* **Records provided**
----
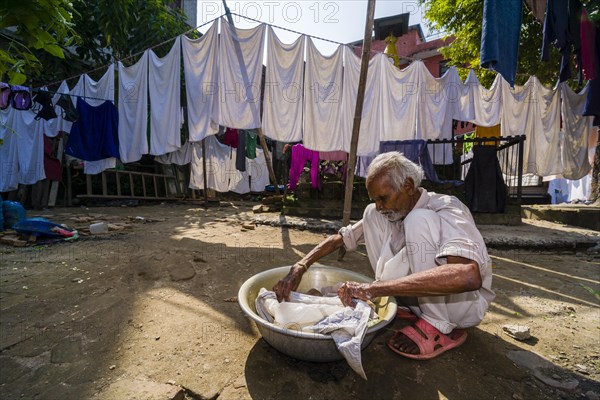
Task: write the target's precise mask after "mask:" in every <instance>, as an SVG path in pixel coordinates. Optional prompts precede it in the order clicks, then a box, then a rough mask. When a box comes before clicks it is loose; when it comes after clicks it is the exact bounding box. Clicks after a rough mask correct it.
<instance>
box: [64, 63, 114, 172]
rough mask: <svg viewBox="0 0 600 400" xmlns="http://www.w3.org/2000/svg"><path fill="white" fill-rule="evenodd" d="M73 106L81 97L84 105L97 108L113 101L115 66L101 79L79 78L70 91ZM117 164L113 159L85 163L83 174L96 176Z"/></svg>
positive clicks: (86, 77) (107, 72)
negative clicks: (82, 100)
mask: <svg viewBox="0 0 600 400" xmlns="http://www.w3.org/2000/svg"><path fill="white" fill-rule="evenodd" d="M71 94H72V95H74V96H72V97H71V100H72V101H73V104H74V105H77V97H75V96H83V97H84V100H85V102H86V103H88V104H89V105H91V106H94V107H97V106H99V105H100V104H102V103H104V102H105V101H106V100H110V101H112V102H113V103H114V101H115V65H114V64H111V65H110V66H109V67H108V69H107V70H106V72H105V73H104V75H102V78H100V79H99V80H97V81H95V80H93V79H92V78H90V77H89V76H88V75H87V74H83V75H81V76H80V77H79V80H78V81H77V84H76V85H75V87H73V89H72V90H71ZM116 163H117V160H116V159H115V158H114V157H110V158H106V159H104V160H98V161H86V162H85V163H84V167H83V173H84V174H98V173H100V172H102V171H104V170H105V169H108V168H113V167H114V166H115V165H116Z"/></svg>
----
Word for word, restate the lines of the listing above starting at the line with "rough mask: <svg" and ending at the line with "positive clicks: (86, 77) (107, 72)", and nothing outside them.

* **Response area**
rough mask: <svg viewBox="0 0 600 400" xmlns="http://www.w3.org/2000/svg"><path fill="white" fill-rule="evenodd" d="M73 106L81 97L84 105L97 108L113 101L115 66L101 79L79 78L70 91ZM117 164L113 159L85 163L83 174L96 176Z"/></svg>
positive clicks: (86, 77) (107, 72)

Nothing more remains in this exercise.